§ Text for analysis:
I Rant; I Rave


This article ran originally in an extremely home-made free paper, created by David Mason and his former army buddy Dennis Travis. Some say this essay springs from the very pen of Henderson Gevliebescheibewitz himself.

I find the creative process an erratic and sometimes uncomfortable one, but I just couldn't be satisfied without it.

For example, a couple of weeks ago, while sitting with a friend of mine, talking about love and marriage or some such, suddenly the phrase Peter Pan Generation came to mind. This somewhat vague concept continued to nag me until finally, last night, I expressed my thoughts ­ though somewhat inarticulately ­ to her. These thoughts had nothing to do with her. These thoughts sprouted instead from my own realization that I still felt uncomfortable unprepared for many aspects of adult life. I have a high school diploma, some college, three years in the army, and life and study abroad under my belt. I have lived on my own (that is, separate from my parents and from the nagging, allowance-paying, roof-over-your-head, dad-can-I-borrow-the-car environment of the enlisted army) for some time, paying my own bills and getting to work on time. However, I still cling to adolescence. I still want to be provided for. I still don't follow the news (except sometimes on the television). My attempts to advance myself are half-hearted, sporadic, and unrealistic. In short, I still feel like a teen-ager.

Granted, I have given up the notion that any real, useful political end could be achieved through pop culture. Music is simply music. Rebellious and angry lyrics do not lend it any more quality. I don't have any sad dreams of becoming a post-modern hippy whem the President makes a decision I don't appreciate. Like many people my age, I have even reached a point of apathy toward any issue that doesn't affect my life directly. Like Vonnegut's Mrs. Rosewater, I am burnt out on caring. I am tired of being outraged.

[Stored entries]
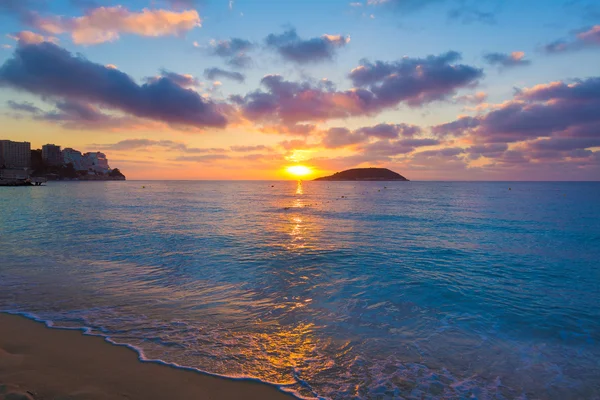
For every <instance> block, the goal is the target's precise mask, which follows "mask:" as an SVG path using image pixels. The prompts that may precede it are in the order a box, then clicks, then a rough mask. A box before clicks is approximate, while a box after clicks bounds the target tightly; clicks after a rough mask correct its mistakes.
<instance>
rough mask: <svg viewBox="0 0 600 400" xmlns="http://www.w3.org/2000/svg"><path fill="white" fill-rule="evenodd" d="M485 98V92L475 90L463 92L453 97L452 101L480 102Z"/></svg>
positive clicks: (457, 102)
mask: <svg viewBox="0 0 600 400" xmlns="http://www.w3.org/2000/svg"><path fill="white" fill-rule="evenodd" d="M486 100H487V93H486V92H477V93H475V94H465V95H462V96H456V97H454V101H455V102H456V103H459V104H481V103H483V102H485V101H486Z"/></svg>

§ To do:
a. Reproduce word for word the part of the essay "I Rant; I Rave" that opens with the words containing "This article ran" and closes with "satisfied without it.".
b. Answer these questions using the essay "I Rant; I Rave":
(i) Who created the free paper in which the article originally ran?
(ii) How many years did the writer spend in the army?
(iii) To which character does the writer compare themself in being burnt out on caring?
c. Extend the essay "I Rant; I Rave" beyond its last sentence, writing on in the same voice.
The stored entries are separate material with no connection to the essay "I Rant; I Rave."

§ Answers for the tasks:
a.
This article ran originally in an extremely home-made free paper, created by David Mason and his former army buddy Dennis Travis. Some say this essay springs from the very pen of Henderson Gevliebescheibewitz himself.

I find the creative process an erratic and sometimes uncomfortable one, but I just couldn't be satisfied without it.

b.
(i) David Mason and his former army buddy Dennis Travis.
(ii) Three years.
(iii) Vonnegut's Mrs. Rosewater.

c.
In fact, I see these symptoms of the Peter Pan Generation among many people of my age group. In conversation I find evidence, if not direct statement of these feelings. On the television, I see characters of my age group (late twenties to early thirties) clinging desperately to their youth. The more I look, the more it seems to me that anyone who cares anything about anybody only does so as a result of having been instructed to do so by their favorite pop icon. In fact, anyone with anything but the most ambiguous of political standings seems to have developed it as a result of their particular niche in the pop culture. One particular friend of mine proudly wore emblems of the S.H.A.R.P. boy's club (SkinHeads Against Racial Prejudice) after a few months of exposure to bands aligned with that particular youth group. (If you must be a skinhead, I suppose that's a nice kind of skinhead to be.) The last time I met him, though, he had converted to the more angry flavor of skinhead after a modest exposure to some good, old, foot-stompin' Skrewdriver.

All tirades against pop-politics aside, I feel that it boils down to our parents, our schools, and our child psychologists. When they didn't push us in school ­ even held us back sometimes ­ did that make us healthier adults? When they decided we'd "grow out of it with age" at home, did that make us healthier adults? When people's past emotional trials become an excuse rather than a hurdle to overcome in striving for excellence, we find ourselves with fewer and fewer role models to teach us how to become healthy adults.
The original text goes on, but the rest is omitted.